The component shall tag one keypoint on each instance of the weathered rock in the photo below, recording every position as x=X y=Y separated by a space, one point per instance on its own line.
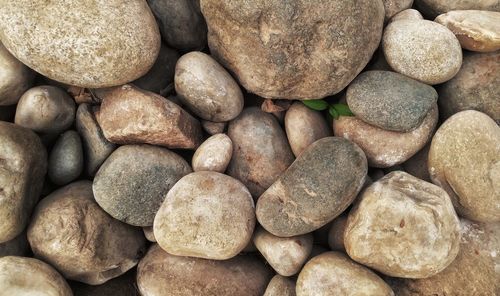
x=386 y=148
x=404 y=227
x=422 y=50
x=23 y=276
x=476 y=87
x=206 y=88
x=71 y=232
x=315 y=189
x=207 y=215
x=390 y=100
x=333 y=273
x=295 y=49
x=15 y=79
x=285 y=255
x=66 y=159
x=23 y=164
x=304 y=126
x=159 y=272
x=181 y=24
x=260 y=150
x=96 y=147
x=134 y=180
x=475 y=29
x=214 y=154
x=115 y=43
x=150 y=119
x=464 y=159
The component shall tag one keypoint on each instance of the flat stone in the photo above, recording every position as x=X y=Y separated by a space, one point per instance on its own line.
x=315 y=189
x=390 y=100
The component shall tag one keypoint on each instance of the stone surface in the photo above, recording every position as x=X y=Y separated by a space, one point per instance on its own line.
x=15 y=77
x=134 y=180
x=475 y=29
x=286 y=255
x=23 y=164
x=260 y=150
x=206 y=88
x=72 y=233
x=386 y=148
x=476 y=87
x=333 y=273
x=151 y=119
x=464 y=159
x=214 y=154
x=159 y=272
x=23 y=276
x=304 y=126
x=66 y=159
x=404 y=227
x=295 y=49
x=422 y=50
x=390 y=100
x=96 y=148
x=95 y=44
x=207 y=215
x=315 y=189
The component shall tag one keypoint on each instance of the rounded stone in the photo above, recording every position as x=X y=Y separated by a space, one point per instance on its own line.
x=207 y=215
x=206 y=88
x=403 y=227
x=214 y=154
x=422 y=50
x=294 y=49
x=23 y=276
x=385 y=148
x=464 y=159
x=475 y=87
x=304 y=126
x=72 y=233
x=15 y=78
x=95 y=44
x=333 y=273
x=260 y=150
x=286 y=255
x=23 y=164
x=475 y=29
x=315 y=189
x=66 y=159
x=390 y=100
x=134 y=180
x=45 y=109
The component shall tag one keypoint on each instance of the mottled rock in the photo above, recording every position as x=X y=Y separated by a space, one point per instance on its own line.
x=150 y=119
x=23 y=164
x=464 y=159
x=116 y=43
x=285 y=254
x=315 y=189
x=333 y=273
x=304 y=126
x=422 y=50
x=404 y=227
x=206 y=88
x=386 y=148
x=134 y=180
x=287 y=50
x=260 y=150
x=390 y=100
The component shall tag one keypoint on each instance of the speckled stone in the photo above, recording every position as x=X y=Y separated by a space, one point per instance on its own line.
x=464 y=159
x=316 y=188
x=390 y=100
x=116 y=43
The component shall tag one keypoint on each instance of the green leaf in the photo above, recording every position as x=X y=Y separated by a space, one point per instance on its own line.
x=318 y=105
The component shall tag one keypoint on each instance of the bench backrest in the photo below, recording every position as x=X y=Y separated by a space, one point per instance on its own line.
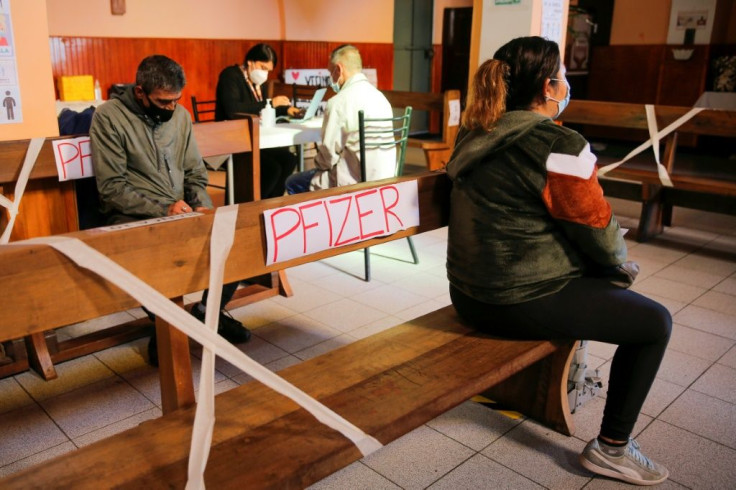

**What is expected**
Repeat exactly and only the lines from the one holding "of the green" through the final line of the entries; no pictures.

**Output for this exercise**
The component shall tag one keypoint on each instance of the green leaf in the photo above, recording every position as x=X y=Y separated by a space, one point per instance on its own line.
x=318 y=105
The component shall tag one keypoint on each instance of the bench backrest in the photo below, recording every position as x=X y=Y separated by a space, one point per instance on its own line.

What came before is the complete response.